▸ WRITTEN TASK
Quote the data word for word, from its first line through the line that contains "104L141 100L130 101L124", both lines included. Leave the pictures out.

▸ INFORMATION SUPPLIED
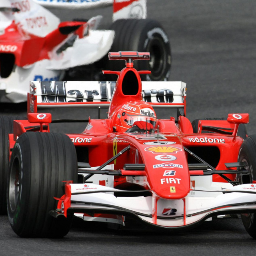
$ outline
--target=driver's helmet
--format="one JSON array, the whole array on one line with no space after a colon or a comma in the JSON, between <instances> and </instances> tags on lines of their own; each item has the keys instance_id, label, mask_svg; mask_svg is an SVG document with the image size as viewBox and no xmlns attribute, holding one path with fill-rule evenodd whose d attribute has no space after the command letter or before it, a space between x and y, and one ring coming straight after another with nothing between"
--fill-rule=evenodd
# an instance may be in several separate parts
<instances>
[{"instance_id":1,"label":"driver's helmet","mask_svg":"<svg viewBox=\"0 0 256 256\"><path fill-rule=\"evenodd\" d=\"M150 104L141 100L130 101L124 104L118 111L116 118L116 131L124 132L137 121L150 123L154 128L157 120L156 113Z\"/></svg>"}]
</instances>

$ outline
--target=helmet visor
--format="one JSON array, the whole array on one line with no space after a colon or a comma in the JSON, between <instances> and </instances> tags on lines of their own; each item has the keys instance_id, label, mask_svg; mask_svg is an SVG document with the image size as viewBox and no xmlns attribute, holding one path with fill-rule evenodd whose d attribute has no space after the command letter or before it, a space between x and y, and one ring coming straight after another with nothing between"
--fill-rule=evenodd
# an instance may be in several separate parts
<instances>
[{"instance_id":1,"label":"helmet visor","mask_svg":"<svg viewBox=\"0 0 256 256\"><path fill-rule=\"evenodd\" d=\"M130 116L127 117L125 120L126 123L131 126L137 121L144 121L152 124L153 127L155 127L156 124L156 118L152 116Z\"/></svg>"}]
</instances>

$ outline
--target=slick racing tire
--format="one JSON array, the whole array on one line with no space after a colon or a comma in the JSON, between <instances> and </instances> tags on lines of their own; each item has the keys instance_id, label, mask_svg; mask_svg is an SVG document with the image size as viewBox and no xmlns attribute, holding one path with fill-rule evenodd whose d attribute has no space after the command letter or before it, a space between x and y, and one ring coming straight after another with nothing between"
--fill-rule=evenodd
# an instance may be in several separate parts
<instances>
[{"instance_id":1,"label":"slick racing tire","mask_svg":"<svg viewBox=\"0 0 256 256\"><path fill-rule=\"evenodd\" d=\"M0 116L0 214L6 214L6 188L9 167L9 134L13 133L14 120L23 120L20 116Z\"/></svg>"},{"instance_id":2,"label":"slick racing tire","mask_svg":"<svg viewBox=\"0 0 256 256\"><path fill-rule=\"evenodd\" d=\"M216 117L209 118L201 118L196 119L192 123L193 127L193 132L196 133L198 132L198 122L200 120L226 120L225 117ZM207 131L202 131L202 133L210 133ZM238 130L237 132L237 135L241 137L244 140L247 137L247 131L245 125L244 124L240 124L238 126Z\"/></svg>"},{"instance_id":3,"label":"slick racing tire","mask_svg":"<svg viewBox=\"0 0 256 256\"><path fill-rule=\"evenodd\" d=\"M238 180L241 184L252 183L256 180L256 134L248 136L243 142L238 156L239 162L245 162L249 175L240 176ZM243 224L248 234L256 239L256 212L241 215Z\"/></svg>"},{"instance_id":4,"label":"slick racing tire","mask_svg":"<svg viewBox=\"0 0 256 256\"><path fill-rule=\"evenodd\" d=\"M141 76L142 80L167 80L172 62L168 37L159 23L148 19L121 19L113 23L110 29L115 36L110 51L149 52L150 60L135 60L134 66L138 70L149 70L150 74ZM123 60L108 61L110 70L120 70L124 67ZM116 79L114 77L114 80Z\"/></svg>"},{"instance_id":5,"label":"slick racing tire","mask_svg":"<svg viewBox=\"0 0 256 256\"><path fill-rule=\"evenodd\" d=\"M66 135L27 132L17 140L9 169L7 210L11 226L22 237L61 238L72 216L49 214L64 194L65 180L77 183L74 146Z\"/></svg>"}]
</instances>

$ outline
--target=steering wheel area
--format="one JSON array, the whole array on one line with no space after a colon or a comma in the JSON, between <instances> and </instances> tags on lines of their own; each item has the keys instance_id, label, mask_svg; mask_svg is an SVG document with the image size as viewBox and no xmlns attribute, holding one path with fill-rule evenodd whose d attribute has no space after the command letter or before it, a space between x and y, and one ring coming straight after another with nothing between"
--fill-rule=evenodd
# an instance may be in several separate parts
<instances>
[{"instance_id":1,"label":"steering wheel area","mask_svg":"<svg viewBox=\"0 0 256 256\"><path fill-rule=\"evenodd\" d=\"M153 129L150 130L150 131L148 130L148 132L154 132L154 130ZM138 126L136 125L134 125L131 128L129 128L128 130L125 131L126 132L140 132L144 133L144 132L146 132L146 130L144 129L140 129L139 128Z\"/></svg>"}]
</instances>

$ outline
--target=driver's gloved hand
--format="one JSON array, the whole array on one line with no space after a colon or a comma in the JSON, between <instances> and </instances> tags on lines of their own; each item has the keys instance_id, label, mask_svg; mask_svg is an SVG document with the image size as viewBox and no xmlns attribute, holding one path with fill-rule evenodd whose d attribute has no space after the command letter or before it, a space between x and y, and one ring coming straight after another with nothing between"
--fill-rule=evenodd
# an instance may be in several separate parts
<instances>
[{"instance_id":1,"label":"driver's gloved hand","mask_svg":"<svg viewBox=\"0 0 256 256\"><path fill-rule=\"evenodd\" d=\"M152 124L148 123L145 121L136 121L133 123L133 126L136 125L140 129L150 131L154 128Z\"/></svg>"}]
</instances>

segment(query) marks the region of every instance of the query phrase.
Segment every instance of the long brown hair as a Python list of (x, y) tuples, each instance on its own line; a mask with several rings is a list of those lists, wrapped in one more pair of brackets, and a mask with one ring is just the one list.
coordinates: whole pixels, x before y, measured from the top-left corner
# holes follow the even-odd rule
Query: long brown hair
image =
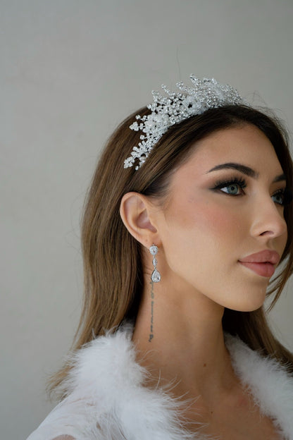
[[(149, 111), (141, 109), (141, 116)], [(158, 201), (168, 194), (173, 172), (194, 151), (194, 142), (218, 130), (249, 123), (258, 128), (273, 145), (287, 178), (292, 184), (293, 166), (286, 132), (279, 121), (263, 111), (246, 106), (227, 106), (208, 110), (170, 127), (146, 162), (138, 170), (125, 169), (139, 136), (129, 126), (134, 113), (113, 133), (104, 150), (85, 203), (82, 225), (85, 291), (83, 308), (73, 348), (80, 348), (106, 329), (135, 319), (143, 291), (141, 247), (128, 233), (119, 214), (124, 194), (136, 191)], [(281, 259), (282, 270), (270, 284), (268, 295), (275, 293), (273, 305), (292, 271), (292, 210), (285, 207), (288, 239)], [(251, 348), (287, 364), (293, 372), (293, 356), (273, 336), (263, 307), (254, 312), (225, 310), (225, 331), (239, 336)], [(65, 365), (51, 381), (51, 389), (66, 377)]]

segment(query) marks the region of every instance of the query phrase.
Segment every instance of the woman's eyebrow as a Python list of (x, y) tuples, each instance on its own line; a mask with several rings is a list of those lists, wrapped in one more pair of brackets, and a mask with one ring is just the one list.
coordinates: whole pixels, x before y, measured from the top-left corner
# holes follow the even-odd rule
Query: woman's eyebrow
[[(250, 166), (247, 166), (246, 165), (242, 165), (242, 164), (237, 164), (235, 162), (227, 162), (226, 164), (220, 164), (220, 165), (216, 165), (211, 169), (210, 169), (208, 173), (211, 173), (211, 171), (216, 171), (220, 169), (235, 169), (237, 171), (240, 171), (240, 173), (243, 173), (243, 174), (246, 174), (249, 177), (252, 177), (253, 178), (257, 179), (258, 178), (259, 173), (256, 173), (252, 168)], [(282, 173), (280, 174), (280, 176), (277, 176), (273, 182), (275, 183), (276, 182), (281, 182), (282, 181), (286, 181), (286, 176)]]

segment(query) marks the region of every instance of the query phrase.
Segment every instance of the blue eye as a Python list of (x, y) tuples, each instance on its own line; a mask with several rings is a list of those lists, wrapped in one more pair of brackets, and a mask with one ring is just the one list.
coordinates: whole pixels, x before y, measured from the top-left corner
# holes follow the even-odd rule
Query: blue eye
[(227, 195), (237, 196), (243, 194), (243, 190), (246, 186), (244, 179), (235, 178), (230, 181), (217, 182), (213, 189), (220, 190)]
[(231, 183), (230, 185), (227, 185), (227, 186), (223, 186), (220, 188), (223, 192), (231, 194), (231, 195), (237, 195), (240, 189), (239, 185), (237, 183)]

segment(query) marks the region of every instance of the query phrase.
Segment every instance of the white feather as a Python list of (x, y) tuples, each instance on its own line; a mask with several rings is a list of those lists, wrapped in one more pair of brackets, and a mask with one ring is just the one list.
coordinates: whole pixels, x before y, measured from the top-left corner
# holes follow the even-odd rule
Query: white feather
[[(135, 361), (132, 328), (125, 326), (85, 345), (71, 358), (67, 397), (27, 440), (204, 440), (180, 422), (182, 404), (167, 391), (146, 386), (148, 374)], [(226, 341), (234, 368), (261, 410), (293, 440), (293, 379), (240, 340)], [(182, 420), (182, 417), (181, 417)]]

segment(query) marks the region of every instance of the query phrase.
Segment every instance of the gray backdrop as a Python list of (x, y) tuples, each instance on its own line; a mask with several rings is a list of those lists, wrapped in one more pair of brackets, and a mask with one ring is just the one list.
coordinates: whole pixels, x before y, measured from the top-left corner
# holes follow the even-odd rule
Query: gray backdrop
[[(0, 0), (1, 438), (25, 438), (54, 405), (45, 381), (77, 325), (80, 211), (106, 138), (192, 73), (257, 92), (292, 130), (292, 0)], [(271, 314), (291, 348), (292, 286)]]

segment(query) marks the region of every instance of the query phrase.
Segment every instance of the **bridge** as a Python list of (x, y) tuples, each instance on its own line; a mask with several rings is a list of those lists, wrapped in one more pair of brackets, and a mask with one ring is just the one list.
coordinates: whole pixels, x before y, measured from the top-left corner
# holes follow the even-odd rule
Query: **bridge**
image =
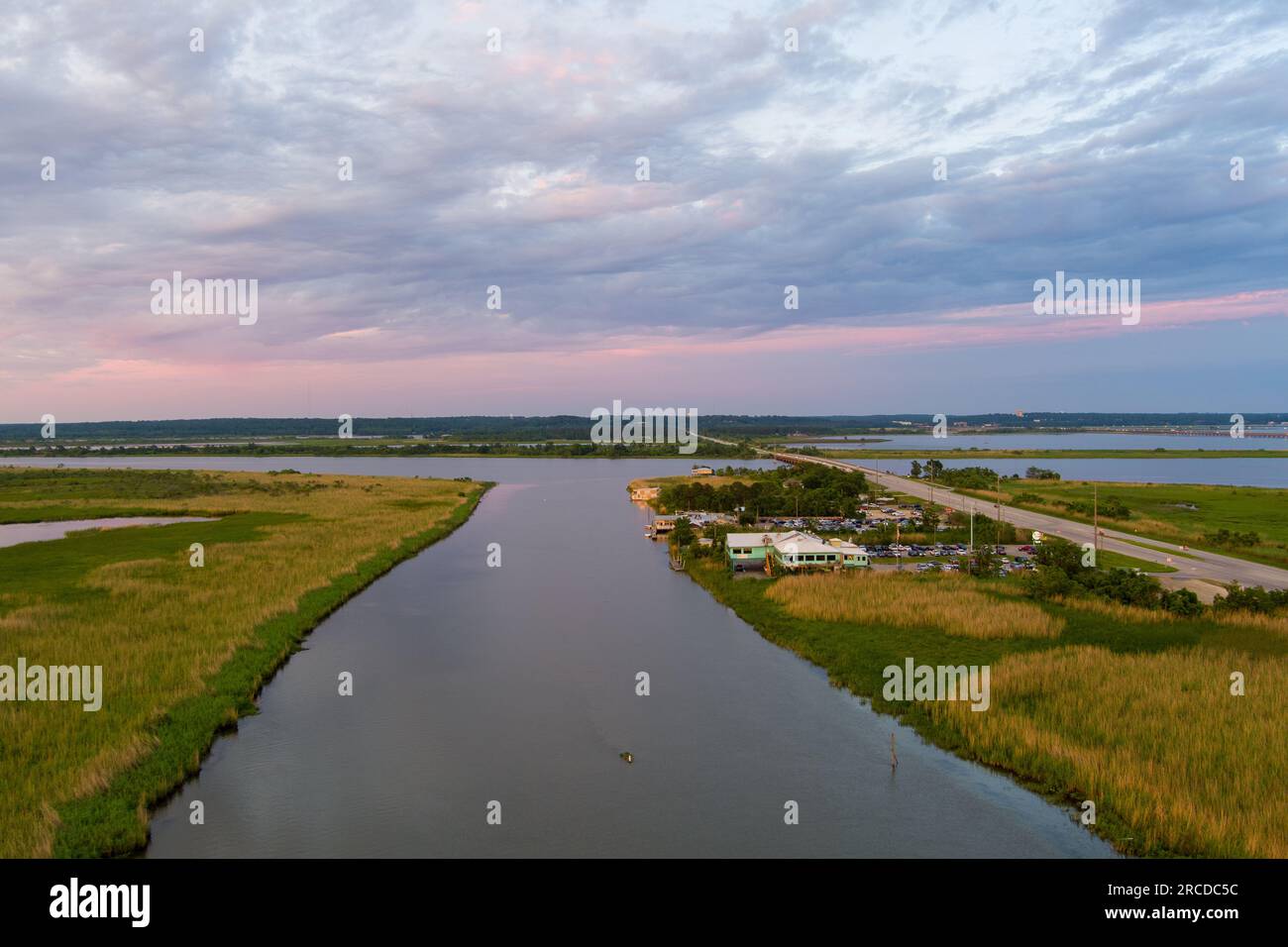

▸ RESPONSE TO THE TASK
$ outline
--target=driver's helmet
--format="one JSON array, the whole array on one line with no space after a colon or a comma in the JSON, between <instances> and </instances> tags on lines of their own; each item has the keys instance_id, label, mask_svg; mask_svg is an SVG document with the image size as viewBox and no xmlns attribute, holding one path with fill-rule evenodd whose d attribute has no space after the command letter or before it, a space between x and y, and one ring coming straight after another with nothing between"
--fill-rule=evenodd
# an instance may be in several separate parts
<instances>
[{"instance_id":1,"label":"driver's helmet","mask_svg":"<svg viewBox=\"0 0 256 256\"><path fill-rule=\"evenodd\" d=\"M150 104L141 100L130 101L124 104L118 111L116 118L116 131L124 132L137 121L150 123L154 128L157 120L156 113Z\"/></svg>"}]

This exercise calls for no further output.